Given records ::
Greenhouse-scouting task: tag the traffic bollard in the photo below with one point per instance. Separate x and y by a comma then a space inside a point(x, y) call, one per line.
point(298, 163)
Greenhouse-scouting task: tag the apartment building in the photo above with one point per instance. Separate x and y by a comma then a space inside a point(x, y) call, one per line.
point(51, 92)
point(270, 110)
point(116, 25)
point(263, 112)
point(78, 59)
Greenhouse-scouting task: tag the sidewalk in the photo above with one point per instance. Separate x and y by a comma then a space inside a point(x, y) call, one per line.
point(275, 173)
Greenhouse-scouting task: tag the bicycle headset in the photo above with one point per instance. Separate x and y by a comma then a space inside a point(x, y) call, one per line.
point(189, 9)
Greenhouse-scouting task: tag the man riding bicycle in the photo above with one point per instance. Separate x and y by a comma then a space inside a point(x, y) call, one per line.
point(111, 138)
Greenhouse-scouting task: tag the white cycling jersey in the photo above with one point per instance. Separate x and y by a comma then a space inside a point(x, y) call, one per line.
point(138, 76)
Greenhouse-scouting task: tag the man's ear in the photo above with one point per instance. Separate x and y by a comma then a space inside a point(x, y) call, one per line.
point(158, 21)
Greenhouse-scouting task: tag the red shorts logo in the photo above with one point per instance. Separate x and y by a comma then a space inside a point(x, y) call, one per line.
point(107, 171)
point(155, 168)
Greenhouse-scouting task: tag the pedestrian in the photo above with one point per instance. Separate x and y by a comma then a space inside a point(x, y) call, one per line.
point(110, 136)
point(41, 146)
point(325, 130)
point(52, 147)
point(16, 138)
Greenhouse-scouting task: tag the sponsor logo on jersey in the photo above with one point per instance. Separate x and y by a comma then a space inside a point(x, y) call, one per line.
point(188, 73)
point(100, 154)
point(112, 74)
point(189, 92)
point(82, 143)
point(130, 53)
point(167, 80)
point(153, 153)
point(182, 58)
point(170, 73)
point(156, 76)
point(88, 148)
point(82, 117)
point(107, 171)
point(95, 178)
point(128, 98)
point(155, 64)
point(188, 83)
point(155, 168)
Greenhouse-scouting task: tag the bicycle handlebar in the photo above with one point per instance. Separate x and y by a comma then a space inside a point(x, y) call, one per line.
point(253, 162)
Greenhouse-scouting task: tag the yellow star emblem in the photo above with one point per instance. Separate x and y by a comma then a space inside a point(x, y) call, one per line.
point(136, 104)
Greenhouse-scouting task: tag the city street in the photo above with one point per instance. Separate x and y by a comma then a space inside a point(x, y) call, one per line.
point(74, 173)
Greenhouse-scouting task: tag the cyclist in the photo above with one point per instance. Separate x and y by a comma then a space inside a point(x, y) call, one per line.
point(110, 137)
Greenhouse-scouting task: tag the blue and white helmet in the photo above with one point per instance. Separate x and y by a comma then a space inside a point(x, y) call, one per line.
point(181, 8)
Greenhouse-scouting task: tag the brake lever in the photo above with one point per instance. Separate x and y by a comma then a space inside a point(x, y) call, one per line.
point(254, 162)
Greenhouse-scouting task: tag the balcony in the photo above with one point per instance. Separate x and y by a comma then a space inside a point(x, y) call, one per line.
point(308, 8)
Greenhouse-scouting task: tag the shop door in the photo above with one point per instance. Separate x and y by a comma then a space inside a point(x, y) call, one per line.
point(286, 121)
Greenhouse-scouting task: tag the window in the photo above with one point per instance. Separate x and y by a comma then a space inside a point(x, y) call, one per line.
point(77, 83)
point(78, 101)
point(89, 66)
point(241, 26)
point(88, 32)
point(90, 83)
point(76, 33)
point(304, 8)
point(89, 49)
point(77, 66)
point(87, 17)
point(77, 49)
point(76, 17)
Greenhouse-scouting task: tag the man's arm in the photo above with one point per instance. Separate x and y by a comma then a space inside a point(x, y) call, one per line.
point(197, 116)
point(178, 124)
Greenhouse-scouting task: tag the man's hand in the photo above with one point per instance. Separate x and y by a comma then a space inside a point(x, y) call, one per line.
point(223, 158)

Assignment :: Please output the complete data exactly.

Result for this exercise ::
Greenhouse-scouting task: tag the traffic bollard in the photo below with one point per instance. Separate x and y by a comma then a space inside a point(x, y) call, one per line.
point(298, 163)
Greenhouse-scouting task: tag the apartment building in the photo above with one point per instance. Separate x and y by a comma then a space inside a point(x, y) call, one per line.
point(51, 92)
point(270, 110)
point(116, 25)
point(263, 112)
point(78, 59)
Greenhouse-scouting task: tag the sidewalk in the photo above with one point per instance. Separate x and y by a comma then a space inside a point(x, y) call, one per line.
point(275, 173)
Greenhouse-scouting task: tag the bicycle headset in the photo above with one point per instance. Separate x and y by a comma then a space inside a point(x, y) call, one per line.
point(189, 9)
Greenhouse-scouting task: tag the man riding bicycle in the photo above with one point per instance. Separate x and y by a comma then a space inside a point(x, y) call, one per line.
point(111, 138)
Greenhouse-scouting task: tag the white cycling jersey in the photo above with one point per instance. Separate x and y by a comma then a space inside a point(x, y) call, one per line.
point(138, 76)
Greenhouse-scouting task: tag the man's ear in the photo above with one point per instance. Separate x and y by a comma then a space inside a point(x, y) call, one per line.
point(158, 21)
Greenhouse-scouting task: tag the red shorts logo in the photo above with one point per instance. Separate x and y by a comma then a space inside a point(x, y) call, one per line.
point(107, 171)
point(155, 168)
Greenhouse-scouting task: tag the pedestrian in the photo above with one point per instance. Separate x and y by a comma then a space inside a point(x, y) call, one per line.
point(110, 136)
point(41, 146)
point(325, 130)
point(52, 147)
point(16, 138)
Greenhouse-scouting task: tag the sponsor logo on jersey in the photo above with one point per instance. Separate x and y by a comma then a space inside a point(x, y) call, one per line.
point(188, 73)
point(100, 154)
point(112, 74)
point(189, 92)
point(82, 143)
point(130, 53)
point(167, 80)
point(153, 153)
point(182, 58)
point(170, 73)
point(156, 76)
point(88, 148)
point(82, 117)
point(107, 171)
point(95, 178)
point(128, 98)
point(155, 64)
point(188, 83)
point(155, 168)
Greenhouse-scouting task: tag the bicycle handlebar in the photo above with one point per instance. Separate x and y by a comma then a space inside a point(x, y) call, one per line.
point(253, 162)
Greenhouse-scouting task: tag the yellow star emblem in the photo above with one point per instance. Separate x and y by a comma then a space inside a point(x, y) call, one per line.
point(136, 104)
Greenhouse-scouting task: tag the city street in the photo above with one point per instance. Separate x and y by a comma then a space inside a point(x, y) call, one per line.
point(74, 173)
Greenhouse-scouting task: tag the cyclist in the photo above with one point per instance. Separate x and y by a comma then a space inside a point(x, y) call, one per line.
point(110, 137)
Greenhouse-scouting task: tag the blue and white helmet in the photo above with one point per instance. Separate x and y by a comma then a space inside a point(x, y) call, one per line.
point(181, 8)
Greenhouse-scouting task: tag the brake lever in the photo above with one point per instance. Separate x and y by a comma then a space inside a point(x, y) call, one per line.
point(254, 162)
Greenhouse-scouting task: tag the balcony in the photo above with one point per instance. Separate x and y by a comma then a space inside a point(x, y) call, one per line.
point(308, 8)
Greenhouse-scouting task: tag the shop door in the photo above with one point per instance. Separate x and y by a comma then a space inside a point(x, y) call, one per line.
point(286, 121)
Greenhouse-scouting task: tag the window in the photo above with one point per instance. Separate x and y by a comma then a space inside a point(x, y) call, one per line.
point(77, 83)
point(78, 101)
point(89, 66)
point(241, 26)
point(88, 32)
point(90, 83)
point(76, 33)
point(304, 8)
point(89, 49)
point(77, 66)
point(87, 17)
point(77, 49)
point(76, 17)
Greenhouse-scouting task: tag the man's arm in the photo above with one point per instance. Separate x and y by a comma then a space inside a point(x, y) call, one per line.
point(197, 116)
point(178, 124)
Greenhouse-scouting task: tag the man's hand in the photo above with one point per instance. Separate x and y by a comma then a space inside a point(x, y) call, one per line.
point(223, 158)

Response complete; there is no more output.